▶ [Stated goal]:
Extract every line from the entries below that contains the string "outline", treating uppercase and lowercase as different.

▶ [Raw data]:
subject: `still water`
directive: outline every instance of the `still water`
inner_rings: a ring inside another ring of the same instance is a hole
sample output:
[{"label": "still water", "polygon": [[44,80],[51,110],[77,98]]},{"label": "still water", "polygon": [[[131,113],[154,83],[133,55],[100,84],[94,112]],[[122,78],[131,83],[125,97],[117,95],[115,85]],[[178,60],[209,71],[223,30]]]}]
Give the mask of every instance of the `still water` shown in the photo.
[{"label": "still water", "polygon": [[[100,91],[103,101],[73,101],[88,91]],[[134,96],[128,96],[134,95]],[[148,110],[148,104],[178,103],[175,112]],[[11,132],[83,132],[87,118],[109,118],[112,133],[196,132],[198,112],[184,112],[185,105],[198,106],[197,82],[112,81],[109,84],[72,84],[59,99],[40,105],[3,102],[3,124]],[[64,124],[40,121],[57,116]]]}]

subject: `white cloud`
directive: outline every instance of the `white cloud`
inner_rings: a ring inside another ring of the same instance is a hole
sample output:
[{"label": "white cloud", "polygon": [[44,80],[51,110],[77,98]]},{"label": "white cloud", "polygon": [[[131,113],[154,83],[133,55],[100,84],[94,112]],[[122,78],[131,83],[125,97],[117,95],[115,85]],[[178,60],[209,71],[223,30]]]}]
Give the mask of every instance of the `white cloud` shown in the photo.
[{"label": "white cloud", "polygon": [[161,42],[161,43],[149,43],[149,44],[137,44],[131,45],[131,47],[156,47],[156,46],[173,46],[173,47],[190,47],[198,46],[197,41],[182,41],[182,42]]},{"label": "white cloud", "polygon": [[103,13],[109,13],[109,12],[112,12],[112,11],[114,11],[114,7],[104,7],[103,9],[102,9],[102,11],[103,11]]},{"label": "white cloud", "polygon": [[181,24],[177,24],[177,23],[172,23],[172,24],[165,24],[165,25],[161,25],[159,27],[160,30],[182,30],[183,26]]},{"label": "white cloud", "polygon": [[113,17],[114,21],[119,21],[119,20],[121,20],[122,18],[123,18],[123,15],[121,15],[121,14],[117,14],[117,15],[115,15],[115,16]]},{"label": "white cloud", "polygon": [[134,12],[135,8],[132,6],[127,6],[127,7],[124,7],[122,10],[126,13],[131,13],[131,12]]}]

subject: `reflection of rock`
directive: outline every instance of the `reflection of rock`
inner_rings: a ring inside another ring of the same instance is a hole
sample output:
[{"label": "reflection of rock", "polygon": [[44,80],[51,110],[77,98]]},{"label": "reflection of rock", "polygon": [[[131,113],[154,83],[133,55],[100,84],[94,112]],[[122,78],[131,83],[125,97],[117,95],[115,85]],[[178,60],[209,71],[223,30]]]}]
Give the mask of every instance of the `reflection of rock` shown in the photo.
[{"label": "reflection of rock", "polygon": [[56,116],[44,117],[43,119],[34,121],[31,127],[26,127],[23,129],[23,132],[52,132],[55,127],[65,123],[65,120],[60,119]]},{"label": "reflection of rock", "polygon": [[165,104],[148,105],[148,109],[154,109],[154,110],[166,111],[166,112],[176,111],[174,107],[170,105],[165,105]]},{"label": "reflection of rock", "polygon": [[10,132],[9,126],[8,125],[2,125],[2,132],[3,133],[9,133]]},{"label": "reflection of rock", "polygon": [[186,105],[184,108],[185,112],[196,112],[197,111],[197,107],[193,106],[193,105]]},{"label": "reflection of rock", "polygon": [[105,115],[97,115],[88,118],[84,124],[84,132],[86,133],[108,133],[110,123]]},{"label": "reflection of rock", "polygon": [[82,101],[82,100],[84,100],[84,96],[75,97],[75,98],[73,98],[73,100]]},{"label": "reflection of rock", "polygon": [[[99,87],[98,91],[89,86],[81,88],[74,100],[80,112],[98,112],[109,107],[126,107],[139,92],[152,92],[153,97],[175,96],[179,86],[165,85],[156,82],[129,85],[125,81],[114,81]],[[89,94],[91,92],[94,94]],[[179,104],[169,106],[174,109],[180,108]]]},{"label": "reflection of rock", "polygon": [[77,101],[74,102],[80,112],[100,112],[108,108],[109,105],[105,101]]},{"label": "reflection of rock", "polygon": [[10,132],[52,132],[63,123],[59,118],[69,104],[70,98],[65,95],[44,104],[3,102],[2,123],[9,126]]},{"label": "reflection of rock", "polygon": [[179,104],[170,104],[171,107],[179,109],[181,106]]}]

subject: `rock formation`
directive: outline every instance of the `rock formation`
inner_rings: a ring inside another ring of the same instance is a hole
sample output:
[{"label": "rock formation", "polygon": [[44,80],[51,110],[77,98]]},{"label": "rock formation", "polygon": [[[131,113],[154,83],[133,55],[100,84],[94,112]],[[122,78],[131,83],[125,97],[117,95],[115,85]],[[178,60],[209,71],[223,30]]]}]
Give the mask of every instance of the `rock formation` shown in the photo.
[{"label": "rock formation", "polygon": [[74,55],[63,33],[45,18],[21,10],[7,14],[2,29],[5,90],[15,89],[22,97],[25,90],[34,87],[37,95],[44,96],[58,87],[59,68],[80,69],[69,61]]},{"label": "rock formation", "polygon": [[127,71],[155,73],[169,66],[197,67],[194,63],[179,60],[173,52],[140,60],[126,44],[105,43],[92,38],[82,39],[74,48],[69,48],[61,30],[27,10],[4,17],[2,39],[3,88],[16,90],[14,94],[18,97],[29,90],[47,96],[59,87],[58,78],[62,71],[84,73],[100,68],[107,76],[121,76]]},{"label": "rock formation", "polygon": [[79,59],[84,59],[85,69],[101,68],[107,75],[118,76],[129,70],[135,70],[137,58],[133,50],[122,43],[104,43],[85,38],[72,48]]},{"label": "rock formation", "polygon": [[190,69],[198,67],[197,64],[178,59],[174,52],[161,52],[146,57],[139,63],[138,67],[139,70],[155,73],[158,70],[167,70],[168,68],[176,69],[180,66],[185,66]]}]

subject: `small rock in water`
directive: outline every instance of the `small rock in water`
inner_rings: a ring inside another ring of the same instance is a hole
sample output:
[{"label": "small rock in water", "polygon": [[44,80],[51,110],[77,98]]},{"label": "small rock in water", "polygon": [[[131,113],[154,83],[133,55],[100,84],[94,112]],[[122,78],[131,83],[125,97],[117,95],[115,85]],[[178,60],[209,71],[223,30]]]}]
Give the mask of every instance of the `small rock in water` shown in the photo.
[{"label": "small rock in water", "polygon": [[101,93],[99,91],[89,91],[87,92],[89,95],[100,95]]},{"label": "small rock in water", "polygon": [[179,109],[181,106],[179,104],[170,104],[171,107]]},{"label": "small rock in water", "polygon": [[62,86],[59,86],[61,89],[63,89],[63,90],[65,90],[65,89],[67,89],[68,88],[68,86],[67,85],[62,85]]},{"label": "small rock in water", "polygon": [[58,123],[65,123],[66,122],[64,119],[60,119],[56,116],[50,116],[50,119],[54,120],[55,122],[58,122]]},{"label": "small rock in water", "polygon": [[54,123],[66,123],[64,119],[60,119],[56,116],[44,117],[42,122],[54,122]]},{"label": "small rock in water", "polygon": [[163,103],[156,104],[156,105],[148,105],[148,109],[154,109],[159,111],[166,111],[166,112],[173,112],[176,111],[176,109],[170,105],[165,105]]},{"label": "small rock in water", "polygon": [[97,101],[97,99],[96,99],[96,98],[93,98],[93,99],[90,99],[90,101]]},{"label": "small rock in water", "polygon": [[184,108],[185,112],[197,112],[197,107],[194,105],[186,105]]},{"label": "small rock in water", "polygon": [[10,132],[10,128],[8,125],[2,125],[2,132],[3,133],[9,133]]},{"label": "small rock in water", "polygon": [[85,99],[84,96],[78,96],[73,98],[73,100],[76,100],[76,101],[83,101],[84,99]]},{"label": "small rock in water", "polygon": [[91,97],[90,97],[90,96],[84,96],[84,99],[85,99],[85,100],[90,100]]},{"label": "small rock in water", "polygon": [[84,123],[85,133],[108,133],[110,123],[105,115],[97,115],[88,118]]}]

▶ [Complete answer]:
directive: outline every instance of the `still water`
directive: outline every instance of the `white cloud`
directive: outline every instance of the `reflection of rock`
directive: outline every instance of the `rock formation`
directive: outline every instance of the `small rock in water`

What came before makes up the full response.